### Page text
I’d never played an SG, until recently. I was surprised how light it was. This particular SG had a weird automatic electronic tuning system, called Min-eTune, which works by picking up string vibrations through the headstock, and adjusting special machine heads fitted with servo-motors. It was all a bit futuristic, and, frankly, a bit off-putting.
On top of that, being an “M” variant of the SG (effectively, an SG Junior+Min-eTune), a lot of corners had been cut to bring down price. There was no binding or pick-guard. There was no lacquer. The logo was screen-printed, and the inlays were plastic. The red stain job looked cheap. And the fretboard wood was weird and grainy. It just felt a little bit home-made. What’s more, one of the tuning buttons was missing, and two others were cracked. I gave it a good play, had a nice chat with the shop guy, and cautiously returned it to its place in the window. It seemed a lot of money for something with so many negatives.
Six months later, I returned to Fab Music guitar shop in search of a 12-string acoustic guitar to replace the damaged one I’d sadly had to bin. After trying the one on offer, I asked about the SG. Sure enough, it was still there, being avoided in the window. The shop guy told me he’d given the frets a polish and offered me another play. So, not wanting to be rude, I gladly obliged. It was then that I realised I really liked this guitar, warts and all. So, half an hour later, I walked out of the shop with a 2014 Gibson SGM with shiny frets.
The guitar was really well set up. The nut was cut perfectly. I had to reverse the Tune-o-matic bridge, because it had been put on backwards. I bought a bag of used eTune machine heads off eBay, and managed to get 6 good ones with what I had. I tried to give the fretboard a makeover with lemon oil, but it was still weird when I’d finished with it. Finally, I bought a matching truss-rod wrench, and dropped the action 10 thousands of an inch, to just-about-perfect.

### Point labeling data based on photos

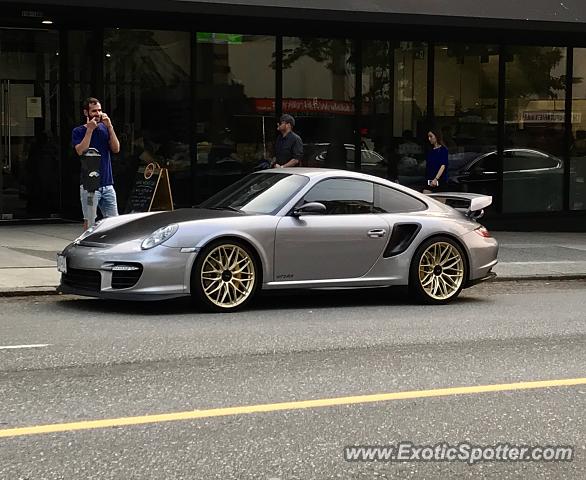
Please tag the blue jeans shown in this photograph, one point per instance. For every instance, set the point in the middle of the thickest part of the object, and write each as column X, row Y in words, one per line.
column 103, row 197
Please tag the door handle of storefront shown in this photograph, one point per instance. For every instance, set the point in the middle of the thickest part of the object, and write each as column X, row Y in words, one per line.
column 377, row 233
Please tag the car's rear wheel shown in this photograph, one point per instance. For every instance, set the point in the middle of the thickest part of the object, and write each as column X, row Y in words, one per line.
column 438, row 271
column 225, row 276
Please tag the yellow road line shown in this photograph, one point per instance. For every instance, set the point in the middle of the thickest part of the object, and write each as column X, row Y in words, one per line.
column 276, row 407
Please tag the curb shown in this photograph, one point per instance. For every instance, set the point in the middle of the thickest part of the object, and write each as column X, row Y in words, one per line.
column 41, row 291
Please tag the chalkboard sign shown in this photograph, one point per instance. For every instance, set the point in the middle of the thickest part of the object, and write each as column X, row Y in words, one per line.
column 151, row 191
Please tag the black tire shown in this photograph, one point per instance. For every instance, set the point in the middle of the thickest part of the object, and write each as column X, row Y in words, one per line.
column 222, row 291
column 425, row 274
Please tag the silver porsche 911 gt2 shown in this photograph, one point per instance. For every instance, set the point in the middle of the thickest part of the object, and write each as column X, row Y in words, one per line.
column 288, row 228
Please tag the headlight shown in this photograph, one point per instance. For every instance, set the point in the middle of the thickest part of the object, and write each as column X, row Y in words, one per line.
column 88, row 232
column 159, row 236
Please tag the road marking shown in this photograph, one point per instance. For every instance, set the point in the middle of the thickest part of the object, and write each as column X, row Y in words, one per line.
column 276, row 407
column 17, row 347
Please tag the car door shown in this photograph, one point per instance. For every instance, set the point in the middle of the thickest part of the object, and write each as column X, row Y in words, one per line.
column 344, row 242
column 481, row 177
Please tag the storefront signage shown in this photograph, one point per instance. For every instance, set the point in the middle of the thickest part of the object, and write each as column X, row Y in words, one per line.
column 34, row 107
column 550, row 116
column 305, row 106
column 227, row 38
column 31, row 14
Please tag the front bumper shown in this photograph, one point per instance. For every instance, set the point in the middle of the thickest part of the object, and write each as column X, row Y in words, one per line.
column 163, row 272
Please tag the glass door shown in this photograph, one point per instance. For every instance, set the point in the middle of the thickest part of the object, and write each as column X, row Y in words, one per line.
column 29, row 124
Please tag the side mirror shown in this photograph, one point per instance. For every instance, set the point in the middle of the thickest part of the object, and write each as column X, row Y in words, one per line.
column 311, row 208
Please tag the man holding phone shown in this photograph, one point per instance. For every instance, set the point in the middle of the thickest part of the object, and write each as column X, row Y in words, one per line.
column 98, row 132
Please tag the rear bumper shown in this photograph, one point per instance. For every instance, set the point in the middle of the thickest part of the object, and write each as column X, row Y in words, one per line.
column 164, row 272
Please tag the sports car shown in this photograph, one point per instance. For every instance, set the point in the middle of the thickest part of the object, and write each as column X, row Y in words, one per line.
column 288, row 228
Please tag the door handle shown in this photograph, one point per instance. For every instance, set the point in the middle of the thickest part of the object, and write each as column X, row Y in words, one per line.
column 377, row 233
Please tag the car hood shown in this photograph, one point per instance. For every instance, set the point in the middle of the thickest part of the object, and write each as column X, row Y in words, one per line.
column 141, row 226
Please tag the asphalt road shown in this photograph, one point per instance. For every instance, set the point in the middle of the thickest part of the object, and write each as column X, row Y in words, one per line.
column 81, row 359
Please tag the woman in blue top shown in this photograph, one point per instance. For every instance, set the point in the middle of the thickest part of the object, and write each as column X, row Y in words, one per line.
column 436, row 168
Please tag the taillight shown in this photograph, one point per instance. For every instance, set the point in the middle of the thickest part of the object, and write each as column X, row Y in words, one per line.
column 483, row 232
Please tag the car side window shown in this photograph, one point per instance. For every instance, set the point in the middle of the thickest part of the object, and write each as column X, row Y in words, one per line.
column 487, row 164
column 343, row 196
column 526, row 160
column 389, row 200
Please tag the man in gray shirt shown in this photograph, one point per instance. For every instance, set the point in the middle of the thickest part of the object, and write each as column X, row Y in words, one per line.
column 289, row 146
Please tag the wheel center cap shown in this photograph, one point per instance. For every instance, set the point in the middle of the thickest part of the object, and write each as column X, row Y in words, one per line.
column 226, row 275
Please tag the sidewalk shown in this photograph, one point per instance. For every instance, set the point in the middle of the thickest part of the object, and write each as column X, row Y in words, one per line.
column 28, row 256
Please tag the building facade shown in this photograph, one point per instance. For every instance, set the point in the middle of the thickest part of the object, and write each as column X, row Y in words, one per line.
column 197, row 87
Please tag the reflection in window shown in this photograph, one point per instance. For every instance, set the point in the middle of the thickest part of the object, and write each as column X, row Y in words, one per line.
column 390, row 200
column 410, row 105
column 465, row 107
column 258, row 193
column 147, row 83
column 534, row 120
column 318, row 90
column 404, row 92
column 235, row 107
column 343, row 196
column 578, row 146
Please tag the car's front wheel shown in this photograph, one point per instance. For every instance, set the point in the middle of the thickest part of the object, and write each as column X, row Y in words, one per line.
column 225, row 276
column 438, row 271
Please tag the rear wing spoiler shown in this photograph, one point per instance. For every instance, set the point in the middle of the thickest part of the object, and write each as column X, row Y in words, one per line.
column 472, row 204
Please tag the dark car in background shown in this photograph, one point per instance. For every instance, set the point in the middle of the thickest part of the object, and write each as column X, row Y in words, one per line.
column 531, row 178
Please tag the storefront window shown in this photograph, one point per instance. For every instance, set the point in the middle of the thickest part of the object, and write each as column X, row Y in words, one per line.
column 466, row 113
column 394, row 101
column 318, row 90
column 80, row 83
column 534, row 119
column 235, row 107
column 148, row 92
column 578, row 146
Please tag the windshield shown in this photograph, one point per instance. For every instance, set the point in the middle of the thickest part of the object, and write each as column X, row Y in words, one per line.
column 258, row 193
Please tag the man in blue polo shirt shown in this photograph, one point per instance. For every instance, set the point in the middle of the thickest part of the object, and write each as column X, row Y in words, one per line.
column 289, row 146
column 97, row 133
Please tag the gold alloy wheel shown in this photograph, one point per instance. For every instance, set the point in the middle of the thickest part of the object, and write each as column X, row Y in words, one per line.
column 228, row 276
column 441, row 270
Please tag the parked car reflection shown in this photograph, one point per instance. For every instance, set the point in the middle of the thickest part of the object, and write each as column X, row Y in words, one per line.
column 330, row 155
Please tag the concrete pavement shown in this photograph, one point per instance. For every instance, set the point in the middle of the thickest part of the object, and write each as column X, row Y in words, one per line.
column 113, row 360
column 28, row 256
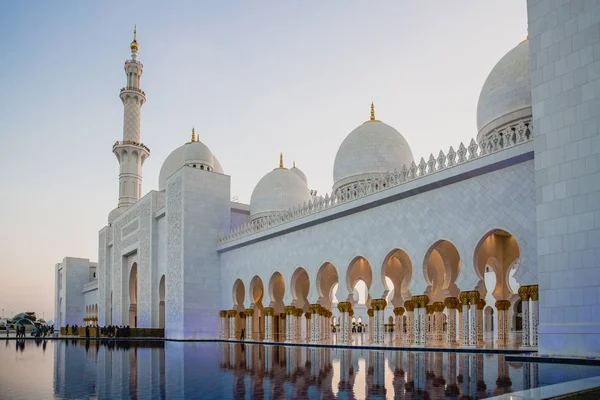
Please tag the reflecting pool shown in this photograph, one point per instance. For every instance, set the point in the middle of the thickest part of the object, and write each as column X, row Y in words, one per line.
column 79, row 369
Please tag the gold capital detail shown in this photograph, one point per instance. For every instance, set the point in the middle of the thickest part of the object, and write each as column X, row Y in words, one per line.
column 451, row 303
column 268, row 311
column 502, row 305
column 378, row 304
column 524, row 293
column 480, row 304
column 344, row 306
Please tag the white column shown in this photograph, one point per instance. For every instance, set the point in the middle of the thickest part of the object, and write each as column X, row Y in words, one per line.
column 315, row 323
column 379, row 320
column 249, row 316
column 268, row 313
column 466, row 337
column 398, row 326
column 480, row 307
column 290, row 324
column 524, row 293
column 345, row 332
column 473, row 324
column 410, row 322
column 223, row 330
column 535, row 314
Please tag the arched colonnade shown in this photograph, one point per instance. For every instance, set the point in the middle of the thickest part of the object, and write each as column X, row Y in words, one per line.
column 300, row 306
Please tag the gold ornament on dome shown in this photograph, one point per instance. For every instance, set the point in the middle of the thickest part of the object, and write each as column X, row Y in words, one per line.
column 372, row 118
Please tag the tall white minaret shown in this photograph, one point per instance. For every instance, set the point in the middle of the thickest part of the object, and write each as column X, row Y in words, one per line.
column 130, row 152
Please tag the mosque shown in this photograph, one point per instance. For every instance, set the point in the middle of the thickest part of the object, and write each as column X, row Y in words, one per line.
column 444, row 250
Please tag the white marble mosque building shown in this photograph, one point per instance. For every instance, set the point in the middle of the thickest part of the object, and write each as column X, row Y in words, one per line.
column 444, row 250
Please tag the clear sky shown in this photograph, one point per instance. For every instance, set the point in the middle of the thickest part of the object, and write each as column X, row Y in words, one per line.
column 255, row 78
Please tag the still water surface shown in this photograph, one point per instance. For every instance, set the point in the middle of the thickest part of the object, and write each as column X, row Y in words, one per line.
column 76, row 369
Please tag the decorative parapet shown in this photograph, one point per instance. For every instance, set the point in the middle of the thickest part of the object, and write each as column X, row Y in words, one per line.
column 131, row 142
column 90, row 286
column 511, row 135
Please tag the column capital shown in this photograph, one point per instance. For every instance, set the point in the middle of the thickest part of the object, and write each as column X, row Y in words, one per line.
column 269, row 311
column 524, row 293
column 344, row 306
column 378, row 304
column 438, row 306
column 480, row 304
column 420, row 301
column 502, row 305
column 451, row 303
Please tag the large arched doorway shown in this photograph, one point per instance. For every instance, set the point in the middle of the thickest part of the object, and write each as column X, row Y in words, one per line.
column 397, row 269
column 257, row 291
column 496, row 260
column 133, row 296
column 276, row 292
column 161, row 303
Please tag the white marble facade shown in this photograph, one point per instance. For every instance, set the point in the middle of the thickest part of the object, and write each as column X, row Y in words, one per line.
column 465, row 219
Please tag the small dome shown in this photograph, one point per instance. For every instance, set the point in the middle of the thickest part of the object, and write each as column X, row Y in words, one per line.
column 300, row 174
column 279, row 190
column 114, row 214
column 370, row 149
column 506, row 93
column 191, row 153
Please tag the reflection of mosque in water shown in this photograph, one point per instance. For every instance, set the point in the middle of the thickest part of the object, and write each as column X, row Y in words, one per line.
column 141, row 370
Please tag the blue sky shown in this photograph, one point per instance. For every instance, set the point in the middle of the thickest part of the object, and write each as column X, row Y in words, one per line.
column 254, row 78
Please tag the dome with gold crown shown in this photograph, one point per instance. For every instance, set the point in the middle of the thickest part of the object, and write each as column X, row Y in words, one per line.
column 369, row 150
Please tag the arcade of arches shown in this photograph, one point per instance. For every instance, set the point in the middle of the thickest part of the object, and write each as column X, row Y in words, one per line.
column 443, row 315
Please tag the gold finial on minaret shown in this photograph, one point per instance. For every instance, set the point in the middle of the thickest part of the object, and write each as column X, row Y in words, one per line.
column 134, row 46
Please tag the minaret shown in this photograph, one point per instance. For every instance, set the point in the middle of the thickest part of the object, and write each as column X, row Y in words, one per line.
column 130, row 152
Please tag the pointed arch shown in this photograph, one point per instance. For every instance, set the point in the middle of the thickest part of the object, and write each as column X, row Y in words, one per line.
column 499, row 250
column 327, row 279
column 441, row 267
column 397, row 267
column 300, row 287
column 238, row 293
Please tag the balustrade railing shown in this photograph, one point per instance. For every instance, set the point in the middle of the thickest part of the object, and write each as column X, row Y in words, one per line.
column 508, row 136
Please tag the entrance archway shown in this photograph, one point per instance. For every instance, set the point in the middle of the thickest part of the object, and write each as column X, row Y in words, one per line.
column 161, row 303
column 133, row 296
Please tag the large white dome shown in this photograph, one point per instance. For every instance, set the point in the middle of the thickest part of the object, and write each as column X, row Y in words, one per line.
column 370, row 149
column 188, row 154
column 506, row 93
column 279, row 190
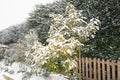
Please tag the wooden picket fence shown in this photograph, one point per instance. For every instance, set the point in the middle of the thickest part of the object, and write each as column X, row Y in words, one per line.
column 100, row 69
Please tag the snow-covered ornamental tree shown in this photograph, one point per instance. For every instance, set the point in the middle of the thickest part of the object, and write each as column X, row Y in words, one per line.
column 68, row 32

### The tasks
A. Repeat the records word for word, starting at the beginning of the records and ending with the line that contains "column 425, row 274". Leave the pictures out of your answer.
B. Carry on the account of the Gibson SG guitar from the point where it stops.

### Responses per task
A.
Please tag the blue jeans shown in this photograph, one point per instance. For every instance, set the point in the middle of the thickest part of the object, and write each as column X, row Y in words, one per line.
column 103, row 197
Please tag the door handle of storefront shown in this photograph, one point per instance. For every instance, set the point in the middle of the thickest part of the object, and write each as column X, row Y in words, one per line.
column 377, row 233
Please tag the car's rear wheel shown in this photograph, one point per instance. For every instance, set the point in the middle of the thickest part of the object, and write each as column X, row Y in words, one per line.
column 438, row 271
column 225, row 276
Please tag the yellow road line shown in this photograph, one point per instance. For every instance, set the point in the middle of the thickest part of the object, and write each as column X, row Y in words, one per line.
column 276, row 407
Please tag the curb shown in this photograph, one point per instance. For every instance, set the point in the middle of the thickest part of the object, and write each as column X, row Y in words, one per line.
column 41, row 291
Please tag the chalkboard sign shown in this photograph, one point per instance. For every instance, set the point in the middle of the thickest part of the object, and write each as column X, row Y in words, one per line.
column 151, row 191
Please tag the black tire shown in this photograph, one point per instance. For every instance, set the point in the middle of the thickest part of the object, and write each as column X, row Y in words, one per line.
column 222, row 291
column 425, row 274

B.
The more I play the SG, the more I like it. It might even be my favourite at the moment. It’s a very different animal to the Strat: humbuckers instead of single coils, a mahogany body instead of alder, a 12″ fretboard radius instead of 7.25″, 24 frets instead of 21, a hard tail instead of a tremolo, and of course a 24.75″ scale instead of 25.5″. So, I can justify having both, using the “horses for courses” excuse! Sometimes it helps to be delusional, and ignore logic.
Like most teenagers learning to play guitar and forming a band, I couldn’t afford a really good guitar. So I made my first electric guitar out of plywood, cheap hardware, and parts from a scrapped guitar.
I was about 16 when I’d saved up for a second hand Kasuga Deluxe, from Reidy’s in Blackburn. The Kasuga was my main guitar for the next 10 years. But, since the eighties, it’s either hung on a wall hook or sat on a stand in my house.
At the end of my computer musician phase, I decided that I missed the instant feedback of playing an instrument. After a brief stab at learning piano, I decided to have another go at guitar. But, as I was now a ‘grown-up’, perhaps I could make up for the budget limitations of the past?
On a whim, in 2012, I stopped at Louandy’s in Colne, which I’d been passing for months, and I walked out 30 minutes later with a used Richwood TL Thinline. It seemed like a good idea at the time, but it eventually started to gather dust, just like the Kasuga.
The following year, I replaced my Boss BE-5 multi-effects box with an ME-70 from Banks in York — a digital processor with a dizzying array of functions, which made my home-made Noisewarp look like a child’s toy.
But, where to start? I was seriously out of practice, and I’d forgotten most of my repertoire. I was worried that I wouldn’t know a good guitar if it fell on my head. The last time I’d visited a guitar shop, I was overwhelmed and ran away in embarrassment. But, now I was older and less easily shamed, I decided I’d visit all the guitar shops Manchester had to offer, and spend as much or as little as necessary to get a good guitar.
I guessed that I should have a vague idea of what I wanted — although I would be seeking as much advice and information as possible. I envisaged possibly replacing my Les Paul copy with a real one. Maybe an SG would be a reasonable alternative? A Telecaster or Jazzmaster might be the way forward in the Fender world (anything but a Strat, which is only played by guitar heroes). Do I need to be careful about where they are made? Are the Epiphone/Squier versions just as good? What about the new kids on the block? How much do good guitars even cost these days?
Being my local guitar shop, I visited Fab Music in Stockport first. The shop guy was very helpful, but the stock at the time was mostly odds and sods, with only a few interesting items. I tried out a quirky Gibson SGM with a missing tuner button, which I liked, and a bastardised Fender Telecaster, which was a good price but slightly disappointing in action.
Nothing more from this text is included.